§ **The request**
Please return every line of the data below that contains the word "When". Case counts, so match capitals and lowercase letters precisely.

§ **Input records**

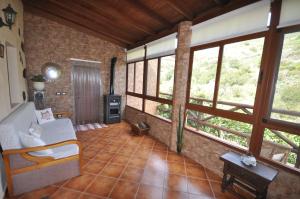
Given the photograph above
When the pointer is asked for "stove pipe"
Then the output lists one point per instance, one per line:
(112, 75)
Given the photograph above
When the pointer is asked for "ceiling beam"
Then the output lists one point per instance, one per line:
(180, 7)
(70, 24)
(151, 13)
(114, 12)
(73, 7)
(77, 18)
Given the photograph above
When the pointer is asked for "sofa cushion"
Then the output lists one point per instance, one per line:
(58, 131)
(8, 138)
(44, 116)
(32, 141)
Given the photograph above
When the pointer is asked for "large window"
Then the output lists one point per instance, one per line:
...
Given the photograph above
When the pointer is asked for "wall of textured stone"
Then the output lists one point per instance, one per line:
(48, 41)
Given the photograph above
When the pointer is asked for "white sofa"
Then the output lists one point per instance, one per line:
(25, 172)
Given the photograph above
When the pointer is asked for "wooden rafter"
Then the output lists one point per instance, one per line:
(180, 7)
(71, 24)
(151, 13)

§ **Response to this task**
When the pointer is asked for "stove pipe"
When the pointer is asked for "ceiling beam"
When the pointer is asked for "sofa cushion"
When the pointer is asked for "large window"
When the pointer is asked for "wall of textured stone"
When the pointer is asked for "white sofa"
When the pointer is asked for "wooden rafter"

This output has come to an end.